# Pylops-GPU - extending pytorch with Lops

### Author: M.Ravasi

In this notebook we experiment with extending Pytorch with PyLops linear operators

In [2]:
%load_ext autoreload
%autoreload 2
%matplotlib inline
%pylab inline

import warnings
warnings.filterwarnings('ignore')

import numpy as np
import torch
import torch.nn as nn
import torch.nn.functional as F
import scipy as sp
import matplotlib.pyplot as plt
import pylops
import pylops_gpu

from torch.autograd import gradcheck
from scipy.signal import triang
from pylops import Diagonal, MatrixMult, FirstDerivative
from pylops.utils import dottest
from pylops import Restriction

from scipy.sparse.linalg import cg
from pylops_gpu import TorchOperator
from pylops_gpu.utils.backend import device
from pylops_gpu.utils import dottest as gdottest
from pylops_gpu import Restriction as gRestriction

The autoreload extension is already loaded. To reload it, use:
  %reload_ext autoreload
Populating the interactive namespace from numpy and matplotlib


## Gradient of scalar-scalar

Let's consider the following **scalar** input and output function:

$$f(x) = (3*x)^2$$

that is expressed as:

$$y = 3*x, \quad z = y^2$$

We can thus compute the following derivatives

$$df/dx = 18 * x, \quad dy/dx = 3$$

In [3]:
x = torch.ones(1, requires_grad=True)
y = 3 * x
z = y ** 2

In [4]:
z.backward(retain_graph=True)
print(x.grad)

+++

• **Requirement 1**:
Retype the Pylops-GPU notebook between "We can thus" and "print(x.grad)", inclusive.
• **Requirement 2**:
In two sentences, give a summary of the Pylops-GPU notebook.
The lines after this point are separate material, unrelated to the Pylops-GPU notebook.

+++

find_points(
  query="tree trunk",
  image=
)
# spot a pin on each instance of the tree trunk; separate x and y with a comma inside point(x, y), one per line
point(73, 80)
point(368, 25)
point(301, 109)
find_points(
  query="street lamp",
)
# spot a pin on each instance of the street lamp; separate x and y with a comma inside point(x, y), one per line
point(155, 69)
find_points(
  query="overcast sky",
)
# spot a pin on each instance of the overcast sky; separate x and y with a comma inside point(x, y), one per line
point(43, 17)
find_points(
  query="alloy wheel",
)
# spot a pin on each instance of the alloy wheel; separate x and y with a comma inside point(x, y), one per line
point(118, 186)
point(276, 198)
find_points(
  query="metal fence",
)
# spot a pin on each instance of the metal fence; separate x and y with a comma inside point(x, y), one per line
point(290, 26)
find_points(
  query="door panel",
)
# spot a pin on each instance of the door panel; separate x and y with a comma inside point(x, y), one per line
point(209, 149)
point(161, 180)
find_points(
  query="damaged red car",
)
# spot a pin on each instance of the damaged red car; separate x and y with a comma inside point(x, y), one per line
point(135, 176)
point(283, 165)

+++

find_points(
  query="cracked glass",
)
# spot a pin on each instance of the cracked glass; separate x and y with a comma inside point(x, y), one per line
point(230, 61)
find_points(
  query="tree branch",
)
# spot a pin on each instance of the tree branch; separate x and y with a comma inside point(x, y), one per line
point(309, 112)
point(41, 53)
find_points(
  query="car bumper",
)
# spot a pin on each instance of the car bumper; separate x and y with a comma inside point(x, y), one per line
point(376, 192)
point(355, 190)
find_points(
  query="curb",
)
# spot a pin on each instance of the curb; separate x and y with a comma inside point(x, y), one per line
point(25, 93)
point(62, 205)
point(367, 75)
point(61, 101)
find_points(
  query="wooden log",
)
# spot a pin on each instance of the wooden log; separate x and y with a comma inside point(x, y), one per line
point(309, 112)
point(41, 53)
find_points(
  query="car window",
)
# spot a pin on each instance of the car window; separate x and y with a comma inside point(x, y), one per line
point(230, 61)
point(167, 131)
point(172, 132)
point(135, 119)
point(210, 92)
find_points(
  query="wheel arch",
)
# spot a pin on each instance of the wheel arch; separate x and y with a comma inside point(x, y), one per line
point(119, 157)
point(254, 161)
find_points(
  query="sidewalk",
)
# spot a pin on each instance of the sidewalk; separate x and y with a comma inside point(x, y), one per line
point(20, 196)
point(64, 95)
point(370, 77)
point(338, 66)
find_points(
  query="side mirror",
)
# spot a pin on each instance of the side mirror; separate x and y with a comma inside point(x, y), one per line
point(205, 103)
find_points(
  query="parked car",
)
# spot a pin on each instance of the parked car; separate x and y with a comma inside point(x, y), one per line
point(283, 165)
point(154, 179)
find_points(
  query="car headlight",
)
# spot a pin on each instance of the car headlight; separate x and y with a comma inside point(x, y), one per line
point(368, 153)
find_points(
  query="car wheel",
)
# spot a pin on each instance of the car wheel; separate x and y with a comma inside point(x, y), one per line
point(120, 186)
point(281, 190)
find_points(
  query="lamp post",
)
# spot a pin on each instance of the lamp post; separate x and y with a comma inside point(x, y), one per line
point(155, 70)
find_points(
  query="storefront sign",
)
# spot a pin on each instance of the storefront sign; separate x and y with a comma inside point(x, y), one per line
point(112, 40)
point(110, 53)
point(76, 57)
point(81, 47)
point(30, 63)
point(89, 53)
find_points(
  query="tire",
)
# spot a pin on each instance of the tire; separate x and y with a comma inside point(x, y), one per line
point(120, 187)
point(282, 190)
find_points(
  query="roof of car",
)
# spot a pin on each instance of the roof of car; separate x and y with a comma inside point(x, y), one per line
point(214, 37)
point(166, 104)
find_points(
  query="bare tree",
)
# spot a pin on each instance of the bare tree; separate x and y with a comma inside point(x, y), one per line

+++

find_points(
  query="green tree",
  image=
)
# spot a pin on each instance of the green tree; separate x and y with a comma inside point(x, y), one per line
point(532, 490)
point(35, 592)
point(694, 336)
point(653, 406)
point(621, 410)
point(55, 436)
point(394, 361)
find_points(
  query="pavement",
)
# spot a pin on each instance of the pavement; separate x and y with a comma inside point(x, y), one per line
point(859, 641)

+++

• **Result 1**:
We can thus compute the following derivatives

$$df/dx = 18 * x, \quad dy/dx = 3$$

In [3]:
x = torch.ones(1, requires_grad=True)
y = 3 * x
z = y ** 2

In [4]:
z.backward(retain_graph=True)
print(x.grad)

• **Result 2**:
The notebook experiments with extending PyTorch with PyLops linear operators and starts from the scalar function f(x) = (3*x)^2, split into y = 3*x and z = y^2, with derivatives df/dx = 18*x and dy/dx = 3. In code, x is created as a one-element tensor of ones with requires_grad=True, y and z are computed from it, and z.backward(retain_graph=True) is called before x.grad is printed.